## Data for analysis
○ ○ ○ ○ ○ ○ ○

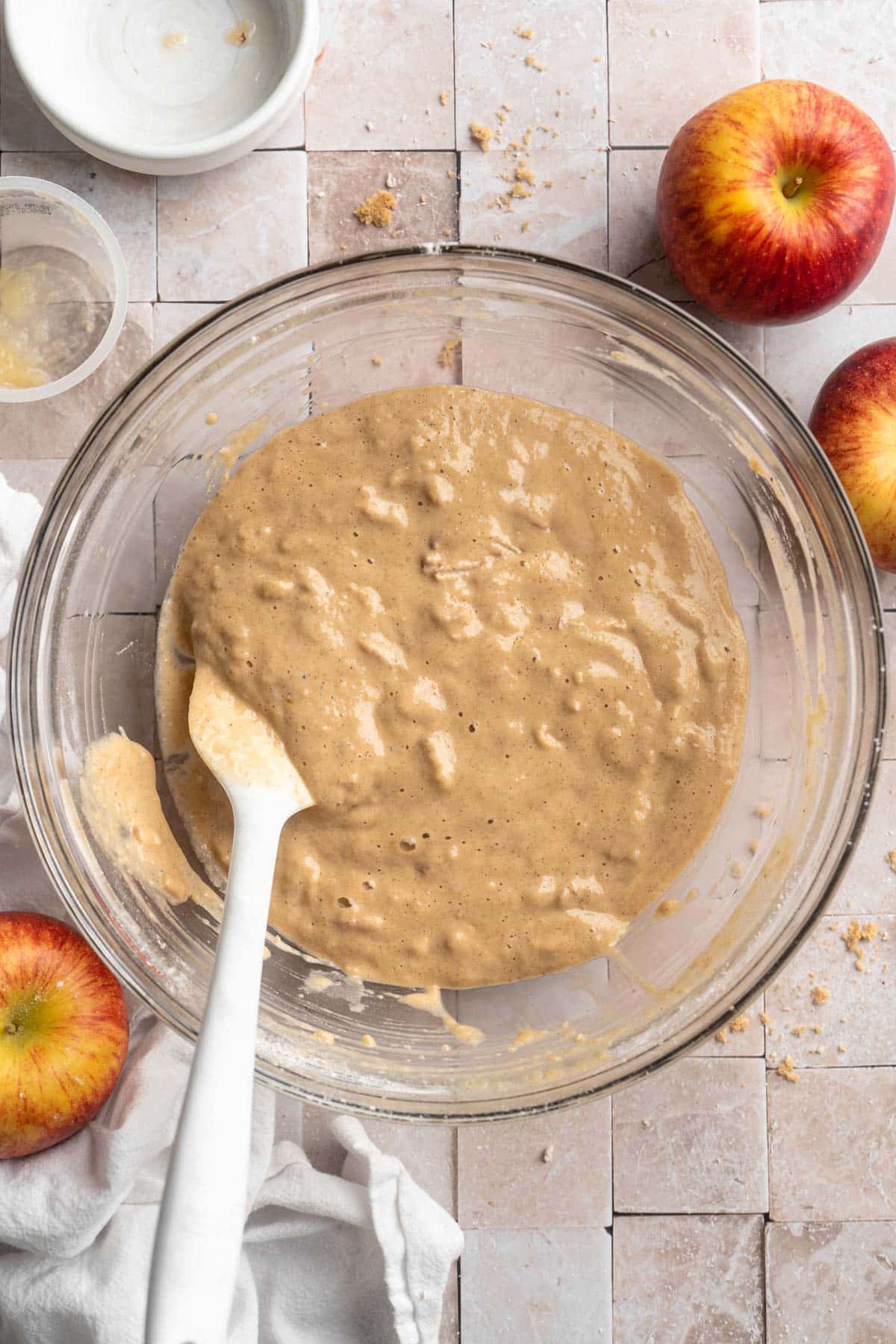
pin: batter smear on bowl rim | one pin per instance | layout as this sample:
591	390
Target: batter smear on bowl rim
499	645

○ ○ ○ ○ ○ ○ ○

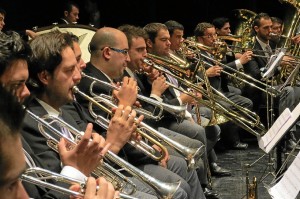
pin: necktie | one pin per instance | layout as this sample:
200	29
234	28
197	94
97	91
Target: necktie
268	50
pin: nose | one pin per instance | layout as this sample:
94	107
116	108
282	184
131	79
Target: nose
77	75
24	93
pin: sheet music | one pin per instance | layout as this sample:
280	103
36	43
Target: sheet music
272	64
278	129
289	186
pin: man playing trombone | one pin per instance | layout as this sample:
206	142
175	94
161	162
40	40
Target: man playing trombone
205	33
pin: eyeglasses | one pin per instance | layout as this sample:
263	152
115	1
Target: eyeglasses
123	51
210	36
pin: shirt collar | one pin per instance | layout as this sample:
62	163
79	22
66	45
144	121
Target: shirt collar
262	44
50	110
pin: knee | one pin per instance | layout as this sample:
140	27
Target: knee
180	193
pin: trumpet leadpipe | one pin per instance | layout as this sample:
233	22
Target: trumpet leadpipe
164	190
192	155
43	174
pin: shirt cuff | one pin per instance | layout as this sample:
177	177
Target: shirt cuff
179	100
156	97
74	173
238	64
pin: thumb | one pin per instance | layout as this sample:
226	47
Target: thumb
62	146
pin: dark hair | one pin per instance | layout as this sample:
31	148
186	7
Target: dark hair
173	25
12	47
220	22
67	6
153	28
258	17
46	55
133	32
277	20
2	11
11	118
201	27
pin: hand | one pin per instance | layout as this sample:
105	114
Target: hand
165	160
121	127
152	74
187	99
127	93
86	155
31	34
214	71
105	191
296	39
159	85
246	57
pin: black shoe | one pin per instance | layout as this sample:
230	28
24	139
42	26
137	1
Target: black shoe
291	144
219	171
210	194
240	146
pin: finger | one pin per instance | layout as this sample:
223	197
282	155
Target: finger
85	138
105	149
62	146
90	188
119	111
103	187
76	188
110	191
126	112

○ ○ ○ ○ ○ ○ ○

## Aim of the exercise
Out of the data above, set down the lines from the one with "Target: man playing trombone" to the one with "pin: dark hair", both included, exactly as written and with no additions.

## Answer section
Target: man playing trombone
205	33
pin: eyeglasses | one pin per instance | layout as this sample:
263	152
115	1
Target: eyeglasses
123	51
210	36
pin: shirt collar | one pin per instance | layout as this sample:
62	163
79	22
66	45
144	121
Target: shirt collar
262	44
50	110
pin: knee | one pin per instance | layout as this sample:
140	27
Target: knee
180	193
pin: trumpet leadpipe | one pin per instance | layout as this sample:
233	22
Target: trumpet leadpipe
164	190
192	155
43	174
pin: shirt cuff | one pin per instance | layout as this sample:
177	177
Target: shirt cuff
179	100
156	97
74	173
238	64
pin: thumb | one pin per instance | layout as this sample:
226	47
Target: thumb
62	146
pin: dark hair | one pin per instance | layout as this sample:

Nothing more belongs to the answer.